* _Required work_: The expected output is each line in the data below that includes the string "watch".

* _Stored data entries_:
=-=-=-=-=

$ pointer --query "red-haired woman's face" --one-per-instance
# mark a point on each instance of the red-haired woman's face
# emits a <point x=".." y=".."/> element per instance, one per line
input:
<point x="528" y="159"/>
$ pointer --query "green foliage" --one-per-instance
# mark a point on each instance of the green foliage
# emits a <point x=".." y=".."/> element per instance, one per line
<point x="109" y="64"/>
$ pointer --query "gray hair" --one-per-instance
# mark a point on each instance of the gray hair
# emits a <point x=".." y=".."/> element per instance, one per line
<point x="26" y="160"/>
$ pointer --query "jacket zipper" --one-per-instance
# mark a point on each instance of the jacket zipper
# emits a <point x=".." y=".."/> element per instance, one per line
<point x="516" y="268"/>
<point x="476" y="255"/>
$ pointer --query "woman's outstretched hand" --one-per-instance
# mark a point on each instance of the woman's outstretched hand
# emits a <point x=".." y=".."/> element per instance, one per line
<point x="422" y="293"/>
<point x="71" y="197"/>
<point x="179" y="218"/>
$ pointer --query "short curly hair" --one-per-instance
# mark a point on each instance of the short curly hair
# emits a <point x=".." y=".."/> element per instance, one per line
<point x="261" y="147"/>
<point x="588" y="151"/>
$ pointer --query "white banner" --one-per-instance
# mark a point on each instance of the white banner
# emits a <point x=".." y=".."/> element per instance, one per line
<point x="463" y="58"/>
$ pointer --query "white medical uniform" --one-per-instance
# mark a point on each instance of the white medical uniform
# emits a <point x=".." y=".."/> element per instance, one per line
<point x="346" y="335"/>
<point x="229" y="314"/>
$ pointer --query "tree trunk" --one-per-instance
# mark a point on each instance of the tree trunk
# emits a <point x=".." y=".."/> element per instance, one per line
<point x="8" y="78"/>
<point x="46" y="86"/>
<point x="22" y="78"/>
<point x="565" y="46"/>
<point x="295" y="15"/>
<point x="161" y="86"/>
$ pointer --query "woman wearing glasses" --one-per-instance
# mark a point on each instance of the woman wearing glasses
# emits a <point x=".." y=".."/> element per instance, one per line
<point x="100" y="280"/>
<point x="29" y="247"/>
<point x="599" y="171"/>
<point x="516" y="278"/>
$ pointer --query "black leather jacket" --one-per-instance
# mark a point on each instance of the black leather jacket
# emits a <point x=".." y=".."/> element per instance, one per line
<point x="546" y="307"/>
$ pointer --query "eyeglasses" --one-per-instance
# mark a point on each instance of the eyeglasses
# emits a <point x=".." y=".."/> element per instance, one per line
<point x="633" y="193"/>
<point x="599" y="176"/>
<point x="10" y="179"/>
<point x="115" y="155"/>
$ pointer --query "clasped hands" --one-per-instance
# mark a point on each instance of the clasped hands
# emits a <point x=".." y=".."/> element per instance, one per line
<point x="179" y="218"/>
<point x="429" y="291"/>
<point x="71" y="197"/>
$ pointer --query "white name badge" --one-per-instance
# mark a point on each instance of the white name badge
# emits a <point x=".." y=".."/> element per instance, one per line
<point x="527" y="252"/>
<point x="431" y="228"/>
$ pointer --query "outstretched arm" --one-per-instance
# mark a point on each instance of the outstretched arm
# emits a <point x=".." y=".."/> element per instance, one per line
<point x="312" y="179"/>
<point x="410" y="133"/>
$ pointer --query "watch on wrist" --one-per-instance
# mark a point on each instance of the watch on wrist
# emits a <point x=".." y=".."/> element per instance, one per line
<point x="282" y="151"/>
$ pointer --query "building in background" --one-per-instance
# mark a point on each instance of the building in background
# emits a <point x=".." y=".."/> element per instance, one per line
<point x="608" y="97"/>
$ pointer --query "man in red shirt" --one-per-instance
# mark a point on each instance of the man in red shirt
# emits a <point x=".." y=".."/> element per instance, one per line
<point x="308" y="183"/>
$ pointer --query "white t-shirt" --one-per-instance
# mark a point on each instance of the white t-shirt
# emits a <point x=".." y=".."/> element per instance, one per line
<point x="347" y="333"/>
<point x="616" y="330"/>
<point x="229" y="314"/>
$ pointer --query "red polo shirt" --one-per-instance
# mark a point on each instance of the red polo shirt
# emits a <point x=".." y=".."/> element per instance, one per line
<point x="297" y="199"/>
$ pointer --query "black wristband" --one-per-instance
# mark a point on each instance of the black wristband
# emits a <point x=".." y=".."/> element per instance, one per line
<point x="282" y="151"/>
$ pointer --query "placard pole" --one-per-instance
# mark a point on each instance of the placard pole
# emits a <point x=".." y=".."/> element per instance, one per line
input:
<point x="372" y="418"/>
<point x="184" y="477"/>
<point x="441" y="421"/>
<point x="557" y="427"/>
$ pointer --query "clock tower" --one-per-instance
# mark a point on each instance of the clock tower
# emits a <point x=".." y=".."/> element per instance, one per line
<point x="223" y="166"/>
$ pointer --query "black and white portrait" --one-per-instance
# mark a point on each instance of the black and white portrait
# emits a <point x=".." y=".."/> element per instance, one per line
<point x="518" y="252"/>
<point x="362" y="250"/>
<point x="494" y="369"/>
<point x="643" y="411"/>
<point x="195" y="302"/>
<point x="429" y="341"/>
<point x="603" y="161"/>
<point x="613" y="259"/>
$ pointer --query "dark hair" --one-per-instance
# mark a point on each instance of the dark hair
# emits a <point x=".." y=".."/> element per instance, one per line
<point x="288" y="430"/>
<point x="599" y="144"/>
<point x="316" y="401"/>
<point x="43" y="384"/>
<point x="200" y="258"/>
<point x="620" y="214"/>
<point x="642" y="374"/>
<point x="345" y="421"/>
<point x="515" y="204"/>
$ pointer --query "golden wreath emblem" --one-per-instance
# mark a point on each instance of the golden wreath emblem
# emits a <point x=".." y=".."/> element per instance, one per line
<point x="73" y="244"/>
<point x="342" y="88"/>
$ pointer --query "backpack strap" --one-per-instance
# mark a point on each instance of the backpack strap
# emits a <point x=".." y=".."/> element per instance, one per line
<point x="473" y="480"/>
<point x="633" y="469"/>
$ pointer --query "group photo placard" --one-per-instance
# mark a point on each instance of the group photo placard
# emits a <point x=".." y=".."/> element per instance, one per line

=-=-=-=-=

* _Answer to this problem_:
$ pointer --query "watch on wrist" --one-per-instance
# mark a point on each instance of the watch on wrist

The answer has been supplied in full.